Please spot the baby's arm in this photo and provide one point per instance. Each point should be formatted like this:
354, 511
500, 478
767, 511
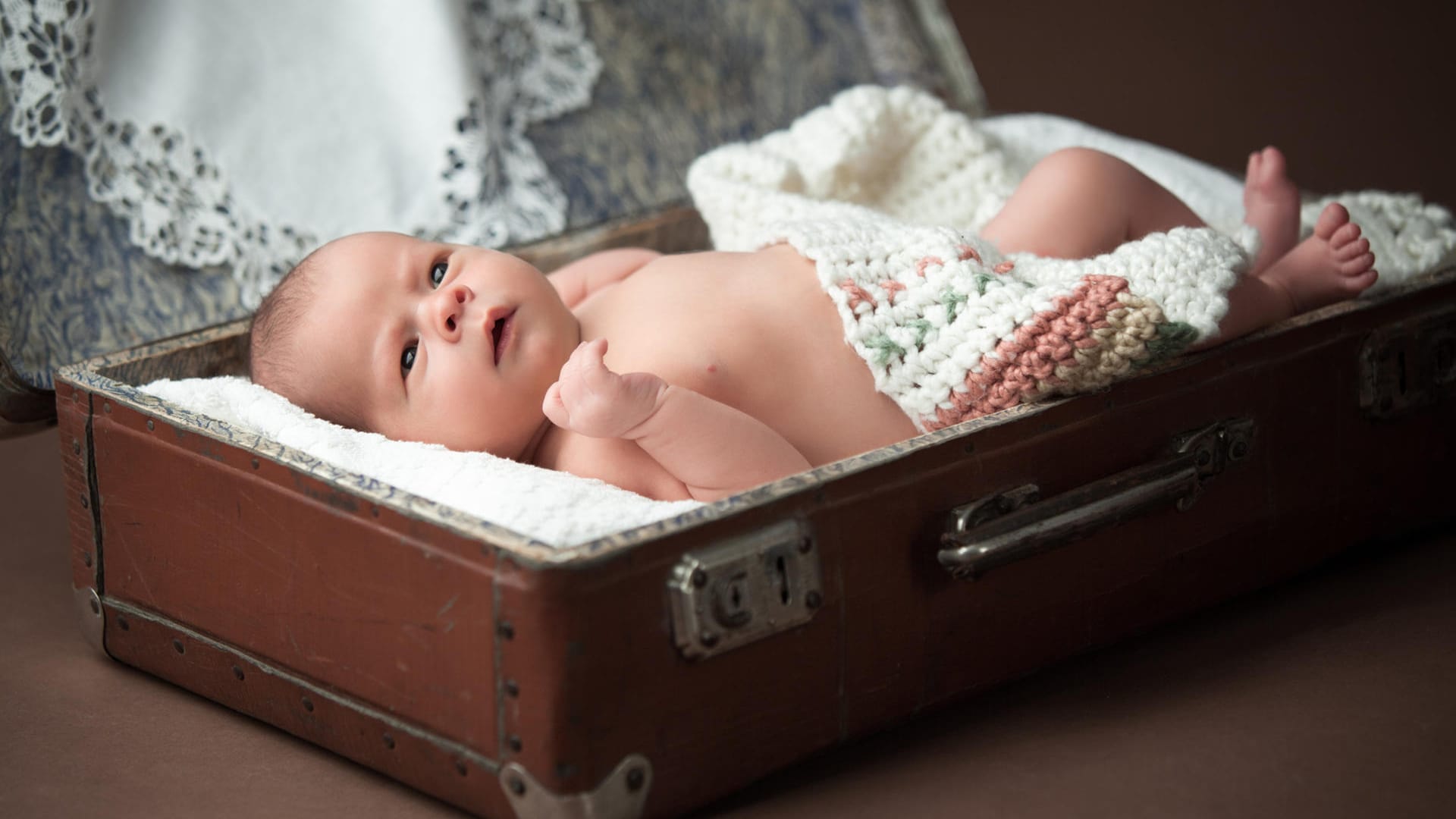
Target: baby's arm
711, 447
588, 275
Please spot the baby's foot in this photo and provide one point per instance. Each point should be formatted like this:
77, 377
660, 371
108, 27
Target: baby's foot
1272, 206
1331, 265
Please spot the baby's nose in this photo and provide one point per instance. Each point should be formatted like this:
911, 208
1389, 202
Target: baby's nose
449, 305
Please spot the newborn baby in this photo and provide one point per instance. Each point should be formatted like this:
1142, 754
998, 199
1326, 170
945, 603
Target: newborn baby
724, 369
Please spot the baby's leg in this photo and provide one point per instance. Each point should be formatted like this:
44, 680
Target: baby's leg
1078, 203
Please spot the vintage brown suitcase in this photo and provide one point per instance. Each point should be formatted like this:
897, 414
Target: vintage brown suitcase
655, 670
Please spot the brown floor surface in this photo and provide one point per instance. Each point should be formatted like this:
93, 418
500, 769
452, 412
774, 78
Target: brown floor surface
1329, 695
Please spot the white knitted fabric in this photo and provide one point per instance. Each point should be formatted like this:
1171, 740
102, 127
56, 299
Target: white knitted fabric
949, 327
886, 188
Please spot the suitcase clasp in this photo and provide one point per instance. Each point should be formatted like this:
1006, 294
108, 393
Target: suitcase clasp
745, 589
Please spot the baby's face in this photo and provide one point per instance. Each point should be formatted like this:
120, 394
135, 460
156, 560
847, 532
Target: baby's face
435, 343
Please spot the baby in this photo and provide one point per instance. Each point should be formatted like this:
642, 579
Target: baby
724, 369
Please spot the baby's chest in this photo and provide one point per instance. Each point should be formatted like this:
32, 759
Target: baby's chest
718, 322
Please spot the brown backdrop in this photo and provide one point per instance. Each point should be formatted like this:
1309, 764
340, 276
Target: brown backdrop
1359, 95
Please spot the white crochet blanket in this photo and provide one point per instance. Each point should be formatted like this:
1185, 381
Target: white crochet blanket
1408, 237
877, 188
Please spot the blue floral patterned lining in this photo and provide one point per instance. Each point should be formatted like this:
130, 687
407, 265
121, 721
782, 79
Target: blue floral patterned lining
72, 286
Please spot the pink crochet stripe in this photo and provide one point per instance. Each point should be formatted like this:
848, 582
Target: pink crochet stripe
928, 261
1022, 363
856, 295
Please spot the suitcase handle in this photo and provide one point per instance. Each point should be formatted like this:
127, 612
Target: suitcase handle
1012, 525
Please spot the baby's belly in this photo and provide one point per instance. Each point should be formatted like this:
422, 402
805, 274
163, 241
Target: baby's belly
756, 333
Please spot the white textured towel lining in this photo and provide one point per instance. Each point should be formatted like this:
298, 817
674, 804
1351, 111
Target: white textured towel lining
563, 510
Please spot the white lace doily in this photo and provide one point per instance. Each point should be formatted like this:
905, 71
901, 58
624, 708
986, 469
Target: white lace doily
242, 133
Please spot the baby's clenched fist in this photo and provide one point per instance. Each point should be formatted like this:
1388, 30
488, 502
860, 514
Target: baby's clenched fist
592, 400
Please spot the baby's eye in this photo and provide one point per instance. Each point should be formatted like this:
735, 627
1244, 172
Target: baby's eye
406, 360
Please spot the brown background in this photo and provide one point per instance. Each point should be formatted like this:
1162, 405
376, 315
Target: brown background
1359, 95
1326, 697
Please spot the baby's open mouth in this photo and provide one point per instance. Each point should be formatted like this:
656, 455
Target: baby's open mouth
501, 334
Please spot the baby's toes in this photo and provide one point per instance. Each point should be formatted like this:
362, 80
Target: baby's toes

···

Your task is to repeat the data above exactly while excluding the pictures.

* **ANSWER IN FULL**
Please spot the baby's arm in this photo and provide one point per instance. Each point should be formatted like this:
354, 511
500, 478
767, 511
Target: baby's arm
711, 447
588, 275
Please spot the baby's foot in this photo and provide one point per instance. Each point should be formatted like this:
77, 377
660, 371
108, 27
Target: baby's foot
1272, 206
1331, 265
Please spot the baby's nose in this photo and provide one point per instance. Each point should be formatted like this:
911, 208
1389, 202
Target: baby's nose
449, 305
Please spot the newborn baby in this photo and provide one point per instance. Each point should be formatted like this:
1142, 754
998, 199
1326, 170
945, 603
Target: newborn baby
724, 369
Please spot the baby's leg in this photo and provide one point per instance. Each point should be formatted like this:
44, 680
Target: baby's leg
1078, 203
Please spot the vintage brown suitcase in this photo and provide one point per instance. Each point should be formatted like this:
897, 414
Target: vintage brown suitcase
655, 670
Please spot the brown floor surface in this photo and provide one point per instance. Each point should be formatted like this:
93, 418
500, 769
452, 412
774, 78
Target: brown floor surface
1329, 695
Please spot the white knitted fabric in this photo and provide one point per instance. Each point should be formatted like this:
1171, 740
102, 127
56, 299
Target: white knitted fabric
949, 327
886, 188
Please spot the suitcase clasp in this photo and provide one point per instance. Each point should be formatted like this:
1006, 294
108, 393
Target: suitcase clasp
745, 589
Please spot the baby's face in this photo and provide one point per instance. Each point should be formatted like this:
120, 394
135, 460
156, 560
847, 532
Target: baby's face
435, 343
Please spot the baby in this photo and provide one point per instance. Each point should be formatted like this:
642, 579
Target: baby
724, 369
Please spot the baby's chest in this photo and provide one point per instance. Each point should be formatted like this:
32, 759
Target: baby's chest
718, 322
Please spot the brown backdrop in this photo and provide one point per instance. Each point should be formatted like this:
1309, 764
340, 276
Target: brown backdrop
1359, 95
Please spot the white crochet blanket in this photo and provide one point per instance. Each point should be formatted like this:
1185, 381
Target: white crochet blanket
1408, 237
877, 188
Please spot the blue floral patterned lining in this photo and provide one point per instance. Each point should be formatted like this:
130, 687
407, 265
121, 721
782, 79
Target: blue floral patterned lining
72, 286
Please spot the pink crochet stripe in this photo and provide one point per instance. Each point should be formatted like this:
848, 582
Target: pink crochet stripe
928, 261
1022, 363
856, 295
Please spot the suitcase handle in this photo and provide one point per instance. Each point should be formatted like this:
127, 612
Target: suitcase handle
1012, 525
Please spot the baby's belly in this photo and provide one point per instance. Each point should be formatted like this:
422, 402
805, 274
163, 241
Target: baby's belly
756, 333
Please spot the white textured towel lining in this photo and provide one point per instance. Each point should be formatted like this:
298, 817
674, 804
1351, 111
Target: white textured towel lining
563, 510
Please spot the white lace doily in this photo and provide one point per instance. Each point should be formatted like this:
905, 71
901, 58
624, 708
986, 469
Target: white lace doily
242, 133
Please spot the baby's clenched fist in this photo and provide one point per instance. Each point should be formatted like this:
1388, 30
488, 502
860, 514
Target: baby's clenched fist
592, 400
Please spot the baby's eye in this photo and provide one point per instance. Each point should be formatted like this:
735, 627
1244, 172
Target: baby's eye
406, 360
Please spot the brown background in this photo and provide one point per instance. Each point should be formatted like this:
1162, 405
376, 315
Target: brown background
1359, 95
1326, 697
Please spot the baby's open mouth in this photo and provide one point per instance. Each point should be formatted like this:
656, 455
Target: baby's open mouth
501, 334
Please spot the baby's toes in this photo and provide one point per instance. Each point should be formatted like this:
362, 80
Target: baby's toes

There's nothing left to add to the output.